::: RECORD EXCERPTS :::

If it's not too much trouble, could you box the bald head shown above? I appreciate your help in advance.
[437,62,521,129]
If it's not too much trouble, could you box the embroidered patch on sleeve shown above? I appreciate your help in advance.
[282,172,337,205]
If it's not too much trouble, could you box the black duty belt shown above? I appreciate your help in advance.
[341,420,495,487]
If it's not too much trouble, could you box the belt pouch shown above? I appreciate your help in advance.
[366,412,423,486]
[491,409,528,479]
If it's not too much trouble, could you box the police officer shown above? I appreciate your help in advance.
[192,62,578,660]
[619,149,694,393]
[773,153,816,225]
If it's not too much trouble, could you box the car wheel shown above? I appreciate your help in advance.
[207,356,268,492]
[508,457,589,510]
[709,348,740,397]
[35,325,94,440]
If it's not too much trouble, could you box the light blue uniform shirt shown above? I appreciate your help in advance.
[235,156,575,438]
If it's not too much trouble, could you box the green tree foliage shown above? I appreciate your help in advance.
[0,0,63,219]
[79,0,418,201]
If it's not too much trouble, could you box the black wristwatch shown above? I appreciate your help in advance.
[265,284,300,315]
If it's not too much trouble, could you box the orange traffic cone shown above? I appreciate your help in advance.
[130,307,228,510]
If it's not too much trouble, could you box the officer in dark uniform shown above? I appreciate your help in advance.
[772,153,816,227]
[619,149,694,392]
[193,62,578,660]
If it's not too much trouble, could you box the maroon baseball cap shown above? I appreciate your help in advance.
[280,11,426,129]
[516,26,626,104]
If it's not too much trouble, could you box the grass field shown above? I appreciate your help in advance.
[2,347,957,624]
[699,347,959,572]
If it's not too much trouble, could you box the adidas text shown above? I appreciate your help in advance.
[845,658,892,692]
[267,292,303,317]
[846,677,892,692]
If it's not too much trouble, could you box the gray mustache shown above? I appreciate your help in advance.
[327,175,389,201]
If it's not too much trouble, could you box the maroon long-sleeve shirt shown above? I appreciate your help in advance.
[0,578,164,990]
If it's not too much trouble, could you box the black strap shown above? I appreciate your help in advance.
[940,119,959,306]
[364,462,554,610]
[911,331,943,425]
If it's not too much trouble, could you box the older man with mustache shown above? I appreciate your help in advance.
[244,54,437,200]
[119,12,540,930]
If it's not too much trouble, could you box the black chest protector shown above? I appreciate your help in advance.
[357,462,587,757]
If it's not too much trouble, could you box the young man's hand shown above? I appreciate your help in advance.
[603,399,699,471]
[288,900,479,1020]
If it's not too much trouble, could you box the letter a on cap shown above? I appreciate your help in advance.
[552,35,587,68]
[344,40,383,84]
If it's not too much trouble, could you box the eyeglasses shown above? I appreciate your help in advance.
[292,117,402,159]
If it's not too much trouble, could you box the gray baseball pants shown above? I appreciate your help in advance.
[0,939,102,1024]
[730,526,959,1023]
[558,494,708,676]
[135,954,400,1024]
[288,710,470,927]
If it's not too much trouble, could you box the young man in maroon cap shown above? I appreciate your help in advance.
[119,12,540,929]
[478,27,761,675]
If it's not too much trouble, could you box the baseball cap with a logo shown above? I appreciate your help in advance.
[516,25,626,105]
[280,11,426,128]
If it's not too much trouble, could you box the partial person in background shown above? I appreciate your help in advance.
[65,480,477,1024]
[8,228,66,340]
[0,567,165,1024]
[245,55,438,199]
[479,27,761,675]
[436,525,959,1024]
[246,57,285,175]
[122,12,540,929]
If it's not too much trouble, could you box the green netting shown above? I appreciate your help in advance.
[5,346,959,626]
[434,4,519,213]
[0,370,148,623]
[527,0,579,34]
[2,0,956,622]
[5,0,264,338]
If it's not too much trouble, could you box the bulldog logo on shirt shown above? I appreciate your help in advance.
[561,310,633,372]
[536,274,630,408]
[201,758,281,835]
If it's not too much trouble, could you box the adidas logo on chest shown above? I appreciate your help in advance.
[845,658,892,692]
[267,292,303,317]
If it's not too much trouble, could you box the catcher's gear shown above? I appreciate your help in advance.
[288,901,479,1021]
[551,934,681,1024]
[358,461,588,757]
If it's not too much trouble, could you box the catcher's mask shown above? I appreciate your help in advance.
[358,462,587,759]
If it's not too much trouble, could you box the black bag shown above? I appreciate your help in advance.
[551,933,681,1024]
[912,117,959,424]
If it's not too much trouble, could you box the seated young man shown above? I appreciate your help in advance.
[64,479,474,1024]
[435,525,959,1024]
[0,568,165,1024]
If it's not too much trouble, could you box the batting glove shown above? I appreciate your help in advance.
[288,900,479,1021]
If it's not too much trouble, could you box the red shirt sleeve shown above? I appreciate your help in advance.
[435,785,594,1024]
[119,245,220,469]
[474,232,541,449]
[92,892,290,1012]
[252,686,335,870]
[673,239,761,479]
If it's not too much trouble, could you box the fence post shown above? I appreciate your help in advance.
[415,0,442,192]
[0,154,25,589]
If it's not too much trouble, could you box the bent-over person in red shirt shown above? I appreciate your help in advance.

:::

● **TASK DIRECTIONS**:
Copy out the material above in full so that every line matches the original.

● **SOLUTION**:
If it's not too much trouble, could you box the bald head shown above? I appreciate your help in advance.
[437,62,521,129]
If it's not too much trouble, could you box the embroidered patch on sleeve shown above? I appreciate your help in advance.
[282,172,337,205]
If it's not too much trouble, could you box the black duty belt shown above? I appreciate your help in advance.
[341,420,495,487]
If it's not too much trouble, could you box the belt pouch shown above? I appreciate your help in advance.
[366,412,423,486]
[491,409,528,479]
If it's not too much trouble, could you box the police officer shown above? I appreciate your help in advance.
[192,62,578,660]
[619,149,694,393]
[773,153,816,225]
If it's not too much trouble, could you box the car wheel shown above? I appreciate your help in advance.
[207,356,268,492]
[508,457,589,510]
[709,348,740,397]
[35,325,94,440]
If it's not too much trouble, could you box the light blue uniform shirt shown above? I appreciate your help in advance.
[235,156,575,438]
If it's not too much trouble, could you box the green tree foliage shown above? I appreciate your help in advance.
[0,0,63,219]
[79,0,418,201]
If it's not too much trouble, could you box the black wristwatch shown above? I appreciate your help in advance.
[265,284,300,315]
If it's not too much trouble, could you box the orange traffic cone shown above? I appreciate your help in advance.
[130,307,228,510]
If it's not too much trouble, could you box the officer in dark uniform shown above? I appreciate your help in advance.
[772,153,816,227]
[619,149,694,392]
[193,62,578,660]
If it's not too much trouble, could you box the maroon baseball cap shown above? I appreciate your help in advance.
[280,11,426,129]
[516,26,626,104]
If it's not too much trouble, could you box the grass field shown above? I appreciate your help in advance.
[2,347,957,624]
[699,347,959,572]
If it's not too much trouble, could you box the adidas text shown above? I appreciate your help in advance.
[845,658,892,692]
[267,292,303,317]
[846,677,892,692]
If it's not too much trouble, could you box the gray mustache shown above? I appreciate your help in advance.
[327,175,389,201]
If it's not too much trouble, could you box the maroon long-sleeve shirt shown above? I appreciate your help in advance.
[0,578,164,990]
If it's not too much trouble, could you box the black strap shown above? I appreciate your help in advance.
[940,119,959,306]
[364,462,554,610]
[911,331,943,425]
If it's not too much trouble, could you box the older man with mustache shown above? I appreciate your help in advance.
[244,54,437,200]
[119,12,540,930]
If it's not too much trouble, could you box the black chest protector shown above? I appreciate your help in advance.
[357,462,587,757]
If it's not too much trouble, could you box the young man's hand shown above? I appreciate your help in advance.
[603,399,699,471]
[288,900,479,1020]
If it's not too much trouble, could you box the letter a on cap shown above? I appreciate your help in advance.
[552,35,587,68]
[344,40,383,84]
If it's not too much trouble, could you box the eyeglasses shown above? I appreciate your help in advance.
[292,117,402,159]
If it's not too much trouble, could you box the gray baseball pants shown above? I appreciate your help in advance.
[0,939,102,1024]
[730,526,959,1023]
[558,494,708,676]
[135,954,400,1024]
[288,710,470,927]
If it's not too much trouble, could you box the young man in maroon cap shown above? I appreciate your help in advance.
[119,12,540,929]
[478,27,761,675]
If it's not too much trouble, could you box the baseball cap with a logo shown above? I appreciate your help in advance.
[516,25,626,105]
[280,11,426,128]
If it's not too much trouble, could you box the partial person in background shown above? I appreciate your help in advance.
[65,480,477,1024]
[8,228,66,340]
[0,567,165,1024]
[245,55,438,199]
[479,27,761,675]
[436,525,959,1024]
[246,57,285,175]
[122,12,540,929]
If it's not too much trouble, could you box the green netting shown above? I appreciate your help in advance.
[5,346,959,626]
[434,4,519,213]
[0,370,148,623]
[527,0,579,34]
[2,0,956,622]
[5,0,264,338]
If it's not too much trouble, could you box the bulldog logo on shirt shown above? I appreciate your help in advance.
[561,310,633,372]
[536,274,630,408]
[201,758,281,835]
If it's not too much trouble, could you box the adidas logo on chest shown above? I appreciate your help in advance.
[845,658,892,692]
[267,292,303,317]
If it's not too much trouble, could you box the catcher's gear shown above? I appreciate your help in advance.
[288,901,479,1021]
[551,934,681,1024]
[358,461,588,757]
If it's not too much trouble, could you box the catcher's mask shown above? I appreciate your help in advance.
[358,462,587,759]
If it's not too much trouble, could you box the black bag shown above? I appreciate your help in advance.
[551,933,681,1024]
[912,117,959,424]
If it's not too much trouble, could you box the seated young man shown above? I appreciate your help in advance.
[64,479,474,1024]
[435,525,959,1024]
[0,568,165,1024]
If it's not too much trouble, could you box the batting glove shown above? I appreciate your help in advance.
[288,900,479,1021]
If it's not too much trouble, could you box the red shirt sleeve shown above? I appreciate your help in advance.
[435,785,594,1024]
[119,245,220,469]
[474,232,541,449]
[92,892,290,1012]
[252,686,335,870]
[673,239,761,479]
If it's not too much trouble, could you box the fence post shown above? I appreciate your help in advance.
[415,0,442,192]
[0,154,25,589]
If it's not too much trouble, could you box the bent-over person in red shirt shown above? I appreciate your help in advance.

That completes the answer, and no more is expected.